BEGIN
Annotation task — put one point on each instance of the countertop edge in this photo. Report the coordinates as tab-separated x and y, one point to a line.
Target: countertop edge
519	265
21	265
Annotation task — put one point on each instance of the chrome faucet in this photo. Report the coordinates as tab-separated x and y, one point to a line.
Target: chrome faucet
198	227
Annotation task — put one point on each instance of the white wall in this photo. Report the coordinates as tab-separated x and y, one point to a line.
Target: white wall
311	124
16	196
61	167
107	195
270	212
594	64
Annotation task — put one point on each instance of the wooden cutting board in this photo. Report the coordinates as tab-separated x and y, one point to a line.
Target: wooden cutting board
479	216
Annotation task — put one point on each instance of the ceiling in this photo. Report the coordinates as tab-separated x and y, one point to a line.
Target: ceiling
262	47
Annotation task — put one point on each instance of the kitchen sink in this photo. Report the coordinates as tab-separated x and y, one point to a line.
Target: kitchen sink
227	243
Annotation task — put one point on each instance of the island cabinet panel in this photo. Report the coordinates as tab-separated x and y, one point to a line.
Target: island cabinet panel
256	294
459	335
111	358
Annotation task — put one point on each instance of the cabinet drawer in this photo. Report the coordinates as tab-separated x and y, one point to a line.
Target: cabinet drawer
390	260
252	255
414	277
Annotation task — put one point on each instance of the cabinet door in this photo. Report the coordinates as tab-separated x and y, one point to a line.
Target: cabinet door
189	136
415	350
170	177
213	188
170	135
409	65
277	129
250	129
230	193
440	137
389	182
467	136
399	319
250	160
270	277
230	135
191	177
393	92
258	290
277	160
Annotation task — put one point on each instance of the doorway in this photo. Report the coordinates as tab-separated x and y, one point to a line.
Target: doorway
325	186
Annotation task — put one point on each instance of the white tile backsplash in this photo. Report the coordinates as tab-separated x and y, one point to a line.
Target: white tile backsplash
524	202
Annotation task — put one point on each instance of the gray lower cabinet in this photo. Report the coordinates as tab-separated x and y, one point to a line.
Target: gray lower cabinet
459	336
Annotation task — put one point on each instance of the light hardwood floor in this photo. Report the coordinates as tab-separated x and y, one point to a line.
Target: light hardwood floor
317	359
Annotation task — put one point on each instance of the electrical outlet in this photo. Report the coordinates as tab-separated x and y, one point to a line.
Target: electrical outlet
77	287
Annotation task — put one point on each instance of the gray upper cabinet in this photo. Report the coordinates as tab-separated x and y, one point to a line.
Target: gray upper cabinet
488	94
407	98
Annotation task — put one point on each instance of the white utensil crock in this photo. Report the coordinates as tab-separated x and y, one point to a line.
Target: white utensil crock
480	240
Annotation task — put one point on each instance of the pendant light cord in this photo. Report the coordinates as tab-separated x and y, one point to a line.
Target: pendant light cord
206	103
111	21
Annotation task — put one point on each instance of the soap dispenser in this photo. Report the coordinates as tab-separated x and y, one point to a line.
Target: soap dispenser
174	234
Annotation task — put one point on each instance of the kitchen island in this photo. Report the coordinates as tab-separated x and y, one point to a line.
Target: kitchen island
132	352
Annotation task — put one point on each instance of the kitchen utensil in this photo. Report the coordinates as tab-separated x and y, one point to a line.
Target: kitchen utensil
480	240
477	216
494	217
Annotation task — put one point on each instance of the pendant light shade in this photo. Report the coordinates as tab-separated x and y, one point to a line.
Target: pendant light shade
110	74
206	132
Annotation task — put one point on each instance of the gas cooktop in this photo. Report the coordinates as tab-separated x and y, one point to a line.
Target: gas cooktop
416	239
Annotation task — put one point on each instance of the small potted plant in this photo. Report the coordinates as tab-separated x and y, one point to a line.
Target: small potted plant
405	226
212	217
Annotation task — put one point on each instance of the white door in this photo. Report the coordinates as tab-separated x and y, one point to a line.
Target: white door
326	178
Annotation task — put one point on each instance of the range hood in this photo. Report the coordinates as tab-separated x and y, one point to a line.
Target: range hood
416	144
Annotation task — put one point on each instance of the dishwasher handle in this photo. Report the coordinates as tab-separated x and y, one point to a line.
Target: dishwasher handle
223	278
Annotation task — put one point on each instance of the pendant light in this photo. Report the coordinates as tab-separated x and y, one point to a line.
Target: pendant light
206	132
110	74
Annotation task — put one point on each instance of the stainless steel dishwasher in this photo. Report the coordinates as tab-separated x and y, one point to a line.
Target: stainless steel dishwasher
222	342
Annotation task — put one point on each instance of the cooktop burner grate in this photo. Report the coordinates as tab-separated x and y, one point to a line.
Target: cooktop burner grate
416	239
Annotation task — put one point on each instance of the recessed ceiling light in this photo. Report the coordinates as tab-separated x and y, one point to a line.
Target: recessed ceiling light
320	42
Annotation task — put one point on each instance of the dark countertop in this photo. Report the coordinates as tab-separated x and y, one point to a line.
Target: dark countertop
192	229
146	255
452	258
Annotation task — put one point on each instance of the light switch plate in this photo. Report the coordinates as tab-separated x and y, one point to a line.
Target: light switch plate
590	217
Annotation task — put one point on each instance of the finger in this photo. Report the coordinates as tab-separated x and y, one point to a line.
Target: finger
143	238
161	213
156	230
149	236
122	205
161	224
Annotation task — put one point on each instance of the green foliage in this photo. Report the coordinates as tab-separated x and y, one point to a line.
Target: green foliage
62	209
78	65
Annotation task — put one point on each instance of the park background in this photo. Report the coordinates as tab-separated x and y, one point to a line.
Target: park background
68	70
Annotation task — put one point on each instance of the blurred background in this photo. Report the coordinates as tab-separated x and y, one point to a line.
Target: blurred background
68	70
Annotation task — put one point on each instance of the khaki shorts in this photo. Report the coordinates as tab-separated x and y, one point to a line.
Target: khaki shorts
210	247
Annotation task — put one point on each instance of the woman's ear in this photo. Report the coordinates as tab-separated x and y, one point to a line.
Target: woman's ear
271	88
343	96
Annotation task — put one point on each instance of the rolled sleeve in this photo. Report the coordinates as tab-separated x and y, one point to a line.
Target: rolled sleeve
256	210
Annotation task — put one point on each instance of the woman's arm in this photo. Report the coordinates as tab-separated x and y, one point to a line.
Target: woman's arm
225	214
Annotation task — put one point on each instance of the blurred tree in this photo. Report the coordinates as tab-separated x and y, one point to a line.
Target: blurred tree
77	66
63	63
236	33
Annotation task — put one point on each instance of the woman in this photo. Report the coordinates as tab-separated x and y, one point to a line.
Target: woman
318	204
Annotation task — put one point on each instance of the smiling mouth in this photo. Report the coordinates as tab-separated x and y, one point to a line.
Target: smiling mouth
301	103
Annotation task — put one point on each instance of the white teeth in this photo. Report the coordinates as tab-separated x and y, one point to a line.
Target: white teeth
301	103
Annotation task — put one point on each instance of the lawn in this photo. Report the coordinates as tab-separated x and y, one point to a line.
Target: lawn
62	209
END
_EXERCISE AIM_. Take the lines from the first line of the listing to the line containing "of the chrome". Please print them exactly, ends included, with nothing else.

_ANSWER TO THE PROBLEM_.
Annotation task — put one point on each instance of the countertop edge in this photo. Report the coordinates as tab-separated x and y, one point to a line.
Target: countertop edge
519	265
21	265
Annotation task — put one point on each instance of the chrome faucet in this photo. Report the coordinates as tab-separated x and y, one point to a line.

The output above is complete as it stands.